[Items from a dataset]
+++
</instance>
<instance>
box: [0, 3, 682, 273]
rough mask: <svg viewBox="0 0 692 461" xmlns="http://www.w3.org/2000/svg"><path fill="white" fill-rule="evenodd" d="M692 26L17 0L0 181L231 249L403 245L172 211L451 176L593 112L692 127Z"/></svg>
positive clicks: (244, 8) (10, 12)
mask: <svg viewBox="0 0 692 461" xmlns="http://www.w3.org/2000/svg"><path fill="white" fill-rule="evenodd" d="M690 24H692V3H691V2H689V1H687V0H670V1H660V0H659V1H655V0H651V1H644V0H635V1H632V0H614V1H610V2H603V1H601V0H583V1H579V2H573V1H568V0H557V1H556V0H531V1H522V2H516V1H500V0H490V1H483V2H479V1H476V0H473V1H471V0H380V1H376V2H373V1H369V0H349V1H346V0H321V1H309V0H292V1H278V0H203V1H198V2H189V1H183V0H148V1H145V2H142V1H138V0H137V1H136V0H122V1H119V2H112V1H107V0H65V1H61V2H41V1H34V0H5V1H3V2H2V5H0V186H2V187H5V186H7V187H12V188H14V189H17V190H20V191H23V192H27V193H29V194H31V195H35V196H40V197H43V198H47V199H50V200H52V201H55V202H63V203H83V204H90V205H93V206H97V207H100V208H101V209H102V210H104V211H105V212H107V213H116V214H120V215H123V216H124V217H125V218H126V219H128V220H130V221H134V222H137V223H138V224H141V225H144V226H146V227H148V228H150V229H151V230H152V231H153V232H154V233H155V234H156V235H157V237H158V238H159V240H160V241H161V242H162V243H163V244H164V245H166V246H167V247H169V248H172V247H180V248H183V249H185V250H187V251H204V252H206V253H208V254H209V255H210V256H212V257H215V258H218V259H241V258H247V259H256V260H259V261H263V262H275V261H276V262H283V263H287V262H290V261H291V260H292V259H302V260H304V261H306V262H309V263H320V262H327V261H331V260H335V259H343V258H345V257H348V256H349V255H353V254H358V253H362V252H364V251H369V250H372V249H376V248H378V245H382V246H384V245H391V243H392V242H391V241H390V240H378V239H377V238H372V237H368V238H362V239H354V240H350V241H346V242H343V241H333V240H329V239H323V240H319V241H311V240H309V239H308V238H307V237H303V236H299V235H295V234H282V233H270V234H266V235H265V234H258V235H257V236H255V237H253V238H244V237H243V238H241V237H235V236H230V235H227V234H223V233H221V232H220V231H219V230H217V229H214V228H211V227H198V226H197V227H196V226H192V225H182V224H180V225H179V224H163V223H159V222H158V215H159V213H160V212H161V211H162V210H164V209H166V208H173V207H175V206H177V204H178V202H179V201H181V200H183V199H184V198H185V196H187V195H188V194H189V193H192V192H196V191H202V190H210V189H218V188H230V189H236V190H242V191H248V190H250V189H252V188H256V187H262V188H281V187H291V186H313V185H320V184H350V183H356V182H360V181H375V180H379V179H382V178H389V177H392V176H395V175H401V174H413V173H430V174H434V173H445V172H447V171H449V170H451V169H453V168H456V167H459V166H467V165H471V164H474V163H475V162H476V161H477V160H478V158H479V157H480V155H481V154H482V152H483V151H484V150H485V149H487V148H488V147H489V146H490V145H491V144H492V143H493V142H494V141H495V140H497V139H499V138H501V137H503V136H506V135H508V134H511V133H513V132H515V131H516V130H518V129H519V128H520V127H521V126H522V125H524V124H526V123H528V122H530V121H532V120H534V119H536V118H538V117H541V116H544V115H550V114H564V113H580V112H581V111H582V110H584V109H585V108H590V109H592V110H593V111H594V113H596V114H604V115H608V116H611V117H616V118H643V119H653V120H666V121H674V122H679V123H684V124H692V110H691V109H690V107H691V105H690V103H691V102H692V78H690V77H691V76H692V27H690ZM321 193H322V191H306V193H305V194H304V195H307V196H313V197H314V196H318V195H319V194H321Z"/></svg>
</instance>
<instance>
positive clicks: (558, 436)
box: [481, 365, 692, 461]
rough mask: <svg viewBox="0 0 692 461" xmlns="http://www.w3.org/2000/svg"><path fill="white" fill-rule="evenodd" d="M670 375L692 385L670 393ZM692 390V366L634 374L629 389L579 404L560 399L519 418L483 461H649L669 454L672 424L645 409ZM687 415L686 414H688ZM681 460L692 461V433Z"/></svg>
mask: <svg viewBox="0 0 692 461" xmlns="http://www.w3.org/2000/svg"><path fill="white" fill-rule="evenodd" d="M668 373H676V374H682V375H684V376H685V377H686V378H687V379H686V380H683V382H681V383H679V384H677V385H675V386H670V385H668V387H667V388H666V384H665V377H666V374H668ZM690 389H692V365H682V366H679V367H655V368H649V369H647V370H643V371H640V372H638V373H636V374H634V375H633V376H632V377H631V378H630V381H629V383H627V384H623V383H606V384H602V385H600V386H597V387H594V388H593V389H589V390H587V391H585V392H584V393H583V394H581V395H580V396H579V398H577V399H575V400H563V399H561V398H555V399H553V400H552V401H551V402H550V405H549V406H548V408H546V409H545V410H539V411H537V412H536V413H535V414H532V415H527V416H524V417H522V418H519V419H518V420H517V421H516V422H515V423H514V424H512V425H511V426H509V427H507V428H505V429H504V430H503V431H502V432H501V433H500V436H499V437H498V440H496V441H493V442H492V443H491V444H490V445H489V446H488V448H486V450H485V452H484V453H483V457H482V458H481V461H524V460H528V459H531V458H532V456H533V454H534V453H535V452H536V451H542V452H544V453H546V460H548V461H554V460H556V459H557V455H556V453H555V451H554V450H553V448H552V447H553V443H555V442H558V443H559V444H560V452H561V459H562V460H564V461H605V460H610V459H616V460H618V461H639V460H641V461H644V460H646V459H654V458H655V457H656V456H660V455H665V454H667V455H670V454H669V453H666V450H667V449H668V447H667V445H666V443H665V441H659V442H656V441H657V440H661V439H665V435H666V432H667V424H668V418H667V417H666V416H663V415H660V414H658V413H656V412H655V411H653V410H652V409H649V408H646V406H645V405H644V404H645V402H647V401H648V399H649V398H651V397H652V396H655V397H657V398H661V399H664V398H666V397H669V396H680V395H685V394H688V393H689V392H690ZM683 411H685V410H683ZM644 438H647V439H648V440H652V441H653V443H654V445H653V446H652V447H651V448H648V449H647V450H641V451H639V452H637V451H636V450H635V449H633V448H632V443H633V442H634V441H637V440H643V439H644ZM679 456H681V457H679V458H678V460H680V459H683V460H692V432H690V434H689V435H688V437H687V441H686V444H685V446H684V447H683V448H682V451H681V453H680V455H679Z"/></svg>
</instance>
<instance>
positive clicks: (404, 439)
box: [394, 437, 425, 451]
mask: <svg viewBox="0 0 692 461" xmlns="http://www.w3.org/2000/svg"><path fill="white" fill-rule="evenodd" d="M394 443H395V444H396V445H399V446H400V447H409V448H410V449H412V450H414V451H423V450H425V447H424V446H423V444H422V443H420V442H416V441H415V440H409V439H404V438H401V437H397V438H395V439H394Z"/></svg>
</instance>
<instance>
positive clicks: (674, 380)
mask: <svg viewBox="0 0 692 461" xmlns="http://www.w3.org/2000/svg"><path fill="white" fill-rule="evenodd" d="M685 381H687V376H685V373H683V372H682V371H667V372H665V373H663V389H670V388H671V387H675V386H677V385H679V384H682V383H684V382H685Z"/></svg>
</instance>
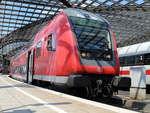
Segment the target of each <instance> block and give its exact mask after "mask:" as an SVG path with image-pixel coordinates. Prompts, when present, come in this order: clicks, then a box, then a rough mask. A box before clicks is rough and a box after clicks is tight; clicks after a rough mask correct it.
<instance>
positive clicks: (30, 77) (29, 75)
mask: <svg viewBox="0 0 150 113" xmlns="http://www.w3.org/2000/svg"><path fill="white" fill-rule="evenodd" d="M27 61H28V63H27V64H28V65H27V83H29V84H31V83H32V81H33V64H34V51H33V50H31V51H30V52H29V53H28V60H27Z"/></svg>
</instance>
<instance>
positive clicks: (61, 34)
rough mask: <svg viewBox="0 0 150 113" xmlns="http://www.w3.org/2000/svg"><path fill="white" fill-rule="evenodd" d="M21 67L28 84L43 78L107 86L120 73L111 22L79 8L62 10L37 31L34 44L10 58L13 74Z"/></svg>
mask: <svg viewBox="0 0 150 113" xmlns="http://www.w3.org/2000/svg"><path fill="white" fill-rule="evenodd" d="M20 66H22V68H24V73H21V75H20V76H23V77H24V80H26V81H28V82H29V83H30V82H32V80H42V81H48V82H50V83H52V84H58V85H65V86H68V87H88V88H89V87H96V88H97V87H101V86H102V85H104V87H106V85H108V84H111V80H112V78H113V77H114V76H115V75H118V73H119V61H118V56H117V50H116V42H115V39H114V35H113V33H112V31H111V29H110V25H109V24H108V22H107V21H106V20H105V19H104V18H102V17H101V16H99V15H95V14H93V13H89V12H86V11H82V10H78V9H66V10H64V11H63V12H60V13H59V14H58V15H57V16H56V17H55V18H54V19H53V20H52V21H51V22H49V23H48V24H47V25H46V26H45V27H44V28H43V29H42V30H41V31H40V32H39V33H37V35H36V36H35V38H34V40H33V42H32V46H30V47H29V48H28V49H27V50H26V51H25V52H23V53H21V54H20V55H19V56H18V57H17V58H13V59H12V60H11V73H12V74H20V71H21V68H20ZM17 67H18V68H19V70H17V71H14V70H15V69H16V68H17ZM92 90H93V89H92Z"/></svg>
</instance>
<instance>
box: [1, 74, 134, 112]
mask: <svg viewBox="0 0 150 113" xmlns="http://www.w3.org/2000/svg"><path fill="white" fill-rule="evenodd" d="M0 113H136V112H135V111H130V110H127V109H123V108H119V107H114V106H110V105H107V104H102V103H98V102H94V101H90V100H86V99H81V98H78V97H74V96H70V95H67V94H63V93H60V92H55V91H52V90H48V89H44V88H39V87H37V86H33V85H28V84H26V83H23V82H19V81H16V80H14V79H11V78H9V77H8V76H4V75H0Z"/></svg>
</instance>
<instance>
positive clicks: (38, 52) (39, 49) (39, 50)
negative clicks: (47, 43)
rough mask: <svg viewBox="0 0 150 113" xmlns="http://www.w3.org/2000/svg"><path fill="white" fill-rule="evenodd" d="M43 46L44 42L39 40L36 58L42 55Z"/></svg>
mask: <svg viewBox="0 0 150 113" xmlns="http://www.w3.org/2000/svg"><path fill="white" fill-rule="evenodd" d="M41 47H42V42H41V41H40V42H38V43H37V45H36V58H38V57H40V56H41Z"/></svg>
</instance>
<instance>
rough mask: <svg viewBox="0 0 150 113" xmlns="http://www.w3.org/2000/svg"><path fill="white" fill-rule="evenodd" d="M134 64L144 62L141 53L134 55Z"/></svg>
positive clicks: (140, 63)
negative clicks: (134, 61)
mask: <svg viewBox="0 0 150 113" xmlns="http://www.w3.org/2000/svg"><path fill="white" fill-rule="evenodd" d="M135 64H136V65H143V64H144V58H143V55H136V56H135Z"/></svg>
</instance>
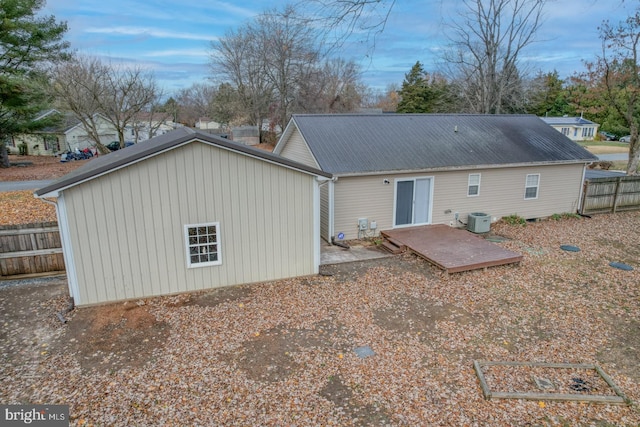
+++
*Exercise*.
Only the lines above from the line containing "positive clicks: (30, 77) (29, 75)" through the line containing "negative clicks: (47, 43)" should be retyped, exactly and with both ends included.

*Exercise output*.
positive clicks: (30, 77) (29, 75)
mask: <svg viewBox="0 0 150 113" xmlns="http://www.w3.org/2000/svg"><path fill="white" fill-rule="evenodd" d="M27 61H28V63H27V64H28V65H27V83H29V84H31V83H32V81H33V64H34V51H33V50H31V51H30V52H29V53H28V60H27Z"/></svg>
</instance>
<instance>
positive clicks: (61, 34)
rough mask: <svg viewBox="0 0 150 113" xmlns="http://www.w3.org/2000/svg"><path fill="white" fill-rule="evenodd" d="M21 67L28 84L43 78L107 86L120 73L111 22L79 8L62 10L37 31L34 44L10 58L13 74Z"/></svg>
mask: <svg viewBox="0 0 150 113" xmlns="http://www.w3.org/2000/svg"><path fill="white" fill-rule="evenodd" d="M20 66H22V68H24V73H21V75H20V76H23V77H24V80H26V81H28V82H29V83H30V82H32V80H42V81H48V82H50V83H52V84H58V85H65V86H68V87H88V88H89V87H96V88H97V87H101V86H102V85H104V87H106V85H108V84H111V80H112V78H113V77H114V76H115V75H118V73H119V61H118V56H117V50H116V42H115V39H114V35H113V33H112V31H111V29H110V25H109V24H108V22H107V21H106V20H105V19H104V18H102V17H101V16H99V15H95V14H93V13H89V12H86V11H82V10H78V9H66V10H64V11H63V12H60V13H59V14H58V15H57V16H56V17H55V18H54V19H53V20H52V21H51V22H49V23H48V24H47V25H46V26H45V27H44V28H43V29H42V30H41V31H40V32H39V33H37V35H36V36H35V38H34V40H33V42H32V46H30V47H29V48H28V49H27V50H26V51H25V52H23V53H21V54H20V55H19V56H18V57H17V58H13V59H12V60H11V73H12V74H20V71H21V68H20ZM17 67H18V68H19V70H17V71H14V70H15V69H16V68H17ZM92 90H93V89H92Z"/></svg>
</instance>
<instance>
box: [1, 74, 134, 112]
mask: <svg viewBox="0 0 150 113" xmlns="http://www.w3.org/2000/svg"><path fill="white" fill-rule="evenodd" d="M0 113H136V112H135V111H130V110H127V109H123V108H119V107H114V106H110V105H107V104H102V103H98V102H94V101H90V100H86V99H81V98H78V97H74V96H70V95H67V94H63V93H60V92H55V91H52V90H48V89H44V88H39V87H37V86H33V85H28V84H26V83H23V82H19V81H16V80H14V79H11V78H9V77H8V76H4V75H0Z"/></svg>
</instance>
<instance>
positive clicks: (38, 52) (39, 49) (39, 50)
negative clicks: (47, 43)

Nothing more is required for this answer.